**Document source:**
:::::
Au vu de l'ensemble de ces circonstances, l’OCPM n’a ni violé la loi ni abusé de son pouvoir d’appréciation en retenant que la recourante ne remplissait pas les conditions d’un cas de rigueur.

Il est encore observé que l’« opération Papyrus » se contentait de concrétiser les critères légaux fixés par la loi pour les cas de rigueur et que, comme cela vient d’être retenu, la recourante ne remplit pas les conditions des art. 30 al. 1 let. b LEI et 31 al. 1 OASA. Elle ne saurait donc, pour ce motif non plus, se prévaloir de cette opération.

5) a. Selon l'art. 64 al. 1 let. c LEI, l'autorité compétente rend une décision de renvoi ordinaire à l'encontre d'un étranger auquel l'autorisation de séjour est refusée ou dont l'autorisation n'est pas prolongée. Elle ne dispose à ce titre d'aucun pouvoir d'appréciation, le renvoi constituant la conséquence du rejet d'une demande d'autorisation. Le renvoi d'une personne étrangère ne peut être ordonné que si l'exécution de celui-ci est possible, licite ou peut être raisonnablement exigée (art. 83 al. 1 LEI).

b. En l'espèce, dès lors qu'il a, à juste titre, refusé l’octroi d’une autorisation de séjour à la recourant, l'intimé devait prononcer son renvoi. Pour le surplus, aucun motif ne permet de retenir que le renvoi ne serait pas possible, licite ou ne pourrait raisonnablement être exigé.

Mal fondé, le recours sera rejeté.

6) Vu l'issue du recours, un émolument de CHF 400.- sera mis à la charge de la recourante et aucune indemnité ne lui sera allouée (art. 87 LPA).
:::::
**Extrait des données:**
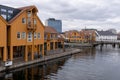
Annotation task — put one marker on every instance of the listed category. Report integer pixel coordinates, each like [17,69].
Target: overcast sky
[76,14]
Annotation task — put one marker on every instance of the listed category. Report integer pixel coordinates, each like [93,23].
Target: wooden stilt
[26,53]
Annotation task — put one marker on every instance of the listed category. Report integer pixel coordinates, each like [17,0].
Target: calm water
[92,64]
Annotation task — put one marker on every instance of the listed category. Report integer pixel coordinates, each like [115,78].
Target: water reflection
[92,64]
[41,72]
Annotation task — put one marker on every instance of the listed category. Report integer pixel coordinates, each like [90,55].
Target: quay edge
[45,59]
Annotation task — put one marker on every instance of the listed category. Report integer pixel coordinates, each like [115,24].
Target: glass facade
[8,12]
[57,24]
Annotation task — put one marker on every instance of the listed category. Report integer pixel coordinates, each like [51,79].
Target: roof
[3,19]
[105,33]
[22,10]
[49,29]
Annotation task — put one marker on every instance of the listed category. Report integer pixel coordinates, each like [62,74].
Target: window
[4,16]
[3,10]
[9,17]
[30,37]
[23,35]
[35,21]
[51,36]
[35,35]
[18,35]
[23,20]
[38,35]
[10,11]
[45,36]
[29,13]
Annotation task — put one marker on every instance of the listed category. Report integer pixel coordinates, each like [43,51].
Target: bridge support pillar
[118,45]
[101,46]
[113,45]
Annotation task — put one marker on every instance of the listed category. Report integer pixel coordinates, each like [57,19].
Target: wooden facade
[51,39]
[22,36]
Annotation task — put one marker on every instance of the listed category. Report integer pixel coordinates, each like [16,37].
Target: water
[92,64]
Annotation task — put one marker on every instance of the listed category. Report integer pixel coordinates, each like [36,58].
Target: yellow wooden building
[3,39]
[25,35]
[22,37]
[50,39]
[73,36]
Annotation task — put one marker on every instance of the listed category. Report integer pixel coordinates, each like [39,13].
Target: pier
[19,64]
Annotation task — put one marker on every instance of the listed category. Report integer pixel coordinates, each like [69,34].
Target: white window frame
[3,10]
[19,35]
[35,35]
[23,35]
[35,22]
[23,20]
[29,38]
[39,36]
[10,11]
[4,16]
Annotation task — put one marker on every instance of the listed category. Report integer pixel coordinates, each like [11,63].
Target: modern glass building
[57,24]
[8,12]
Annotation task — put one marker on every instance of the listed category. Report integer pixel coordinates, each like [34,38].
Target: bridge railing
[111,41]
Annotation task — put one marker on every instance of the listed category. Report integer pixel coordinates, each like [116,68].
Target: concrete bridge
[94,44]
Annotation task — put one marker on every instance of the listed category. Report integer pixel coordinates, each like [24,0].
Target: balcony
[31,27]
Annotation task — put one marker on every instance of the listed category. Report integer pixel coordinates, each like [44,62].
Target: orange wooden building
[22,35]
[51,39]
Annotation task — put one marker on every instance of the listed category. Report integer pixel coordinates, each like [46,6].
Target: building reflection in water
[41,72]
[46,71]
[87,53]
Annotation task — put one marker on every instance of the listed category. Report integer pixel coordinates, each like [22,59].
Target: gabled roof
[22,10]
[49,29]
[3,20]
[105,33]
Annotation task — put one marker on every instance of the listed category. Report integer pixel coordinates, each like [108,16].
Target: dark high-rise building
[8,12]
[57,24]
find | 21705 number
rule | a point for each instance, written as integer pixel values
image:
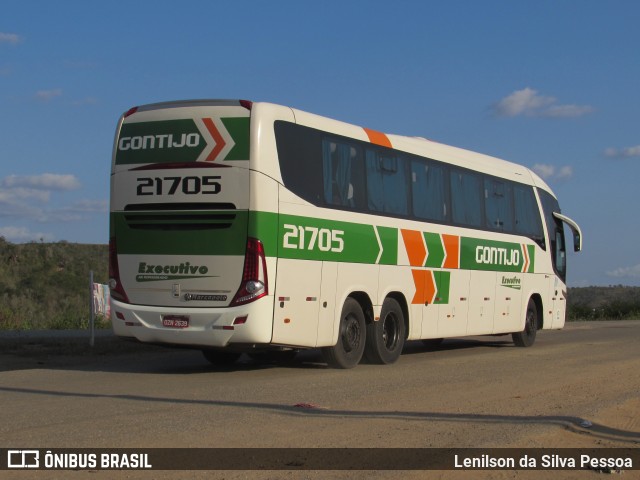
(208, 185)
(298, 237)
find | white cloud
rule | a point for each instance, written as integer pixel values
(23, 234)
(11, 38)
(633, 272)
(628, 152)
(88, 206)
(48, 95)
(46, 181)
(551, 172)
(528, 102)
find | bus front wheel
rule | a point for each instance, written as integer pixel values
(347, 353)
(385, 337)
(527, 337)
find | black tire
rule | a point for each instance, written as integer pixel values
(221, 357)
(527, 337)
(385, 338)
(347, 353)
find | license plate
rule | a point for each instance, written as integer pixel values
(175, 321)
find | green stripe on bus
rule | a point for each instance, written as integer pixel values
(435, 250)
(238, 128)
(443, 283)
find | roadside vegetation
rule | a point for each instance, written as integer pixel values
(46, 286)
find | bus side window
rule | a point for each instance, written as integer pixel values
(466, 198)
(428, 191)
(342, 176)
(386, 183)
(498, 205)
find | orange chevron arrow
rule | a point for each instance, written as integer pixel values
(425, 286)
(217, 137)
(452, 250)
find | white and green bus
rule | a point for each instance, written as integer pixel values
(251, 227)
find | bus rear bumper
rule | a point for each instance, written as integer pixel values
(197, 327)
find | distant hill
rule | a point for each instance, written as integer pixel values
(604, 303)
(46, 285)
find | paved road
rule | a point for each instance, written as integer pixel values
(475, 392)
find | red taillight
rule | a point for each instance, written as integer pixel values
(254, 284)
(115, 286)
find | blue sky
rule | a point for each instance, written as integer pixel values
(552, 85)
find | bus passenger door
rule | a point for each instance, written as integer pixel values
(481, 302)
(327, 303)
(297, 298)
(453, 312)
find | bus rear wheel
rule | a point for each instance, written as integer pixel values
(527, 337)
(385, 337)
(347, 353)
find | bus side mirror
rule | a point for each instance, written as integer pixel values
(577, 242)
(575, 229)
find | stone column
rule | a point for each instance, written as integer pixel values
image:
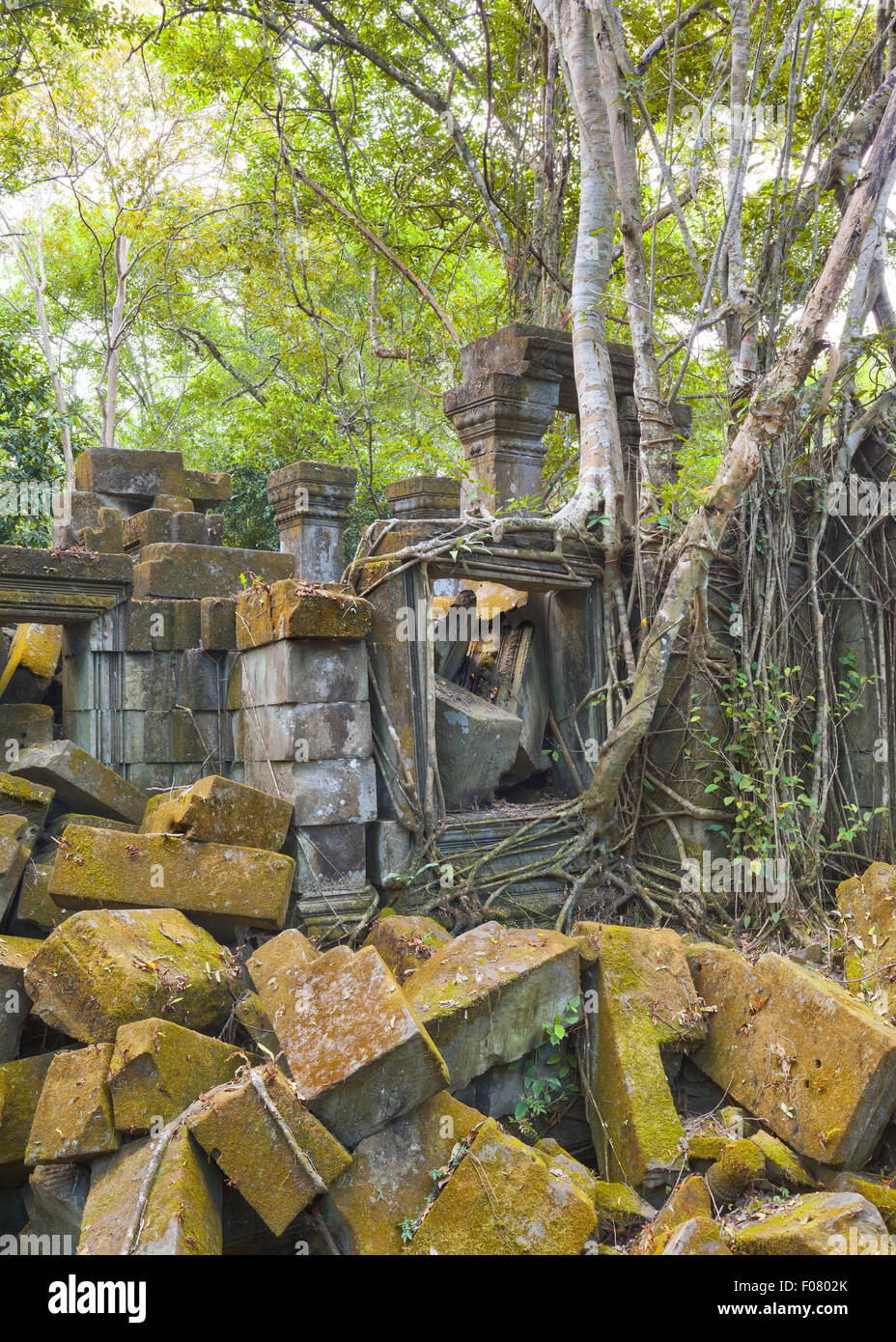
:::::
**À faire:**
**1)** D'après le document source, quel émolument est mis à la charge de la recourante ?
**2)** Résumez le document source en deux phrases.
**3)** Poursuivez la rédaction du document source sur le recours en matière de séjour à partir de sa dernière phrase.

**Corrigés par tâche:**
**1)** Un émolument de CHF 400.-.

**2)** L'OCPM n'a ni violé la loi ni abusé de son pouvoir d'appréciation en retenant que la recourante ne remplissait pas les conditions d'un cas de rigueur, et elle ne peut pas davantage se prévaloir de l'« opération Papyrus ». L'autorisation de séjour ayant été refusée à juste titre, le renvoi devait être prononcé sans qu'aucun motif ne s'oppose à son exécution ; le recours est donc rejeté, avec un émolument de CHF 400.- à la charge de la recourante et sans indemnité.

**3)**
* * * * *

PAR CES MOTIFS
LA CHAMBRE ADMINISTRATIVE

à la forme :

déclare recevable le recours interjeté le 24 mai 2022 par Madame A______ contre le jugement du Tribunal administratif de première instance du 14 avril 2022 ;

au fond :

le rejette ;

met un émolument de CHF 400.- à la charge de Madame A______ ;

dit qu’il n’est pas alloué d’indemnité de procédure ;

dit que les éventuelles voies de recours contre le présent arrêt, les délais et conditions de recevabilité qui leur sont applicables, figurent dans la loi fédérale sur le Tribunal fédéral du 17 juin 2005 (LTF - RS 173.110), dont un extrait est reproduit ci-après. Le mémoire de recours doit être adressé au Tribunal fédéral, 1000 Lausanne 14, par voie postale ou par voie électronique aux conditions de l'art. 42 LTF. Le présent arrêt et les pièces en possession du recourant invoquées comme moyens de preuve, doivent être joints à l'envoi ;

communique le présent arrêt au Syndicat interprofessionnel de travailleuses et travailleurs, représentant de la recourante, au Tribunal administratif de première instance, à l'office cantonal de la population et des migrations ainsi qu'au secrétariat d'Etat aux migrations.

Siégeant : M. Mascotto, président, Mme Krauskopf, M. Verniory, juges.

Au nom de la chambre administrative :

le greffier-juriste :

 

 

F. Scheffre

 

 

le président siégeant :

 

 

C. Mascotto

 

Copie conforme de cet arrêt a été communiquée aux parties.

 

Genève, le 

 

 

la greffière :

 


 

Extraits de la loi sur le Tribunal fédéral du 17 juin 2005 (LTF - RS 173.110)
consultable sur le site: http://www.admin.ch/ch/f/rs/c173_110.html

Recours en matière de droit public
(art. 82 et ss LTF)

Recours constitutionnel subsidiaire
(art. 113 et ss LTF)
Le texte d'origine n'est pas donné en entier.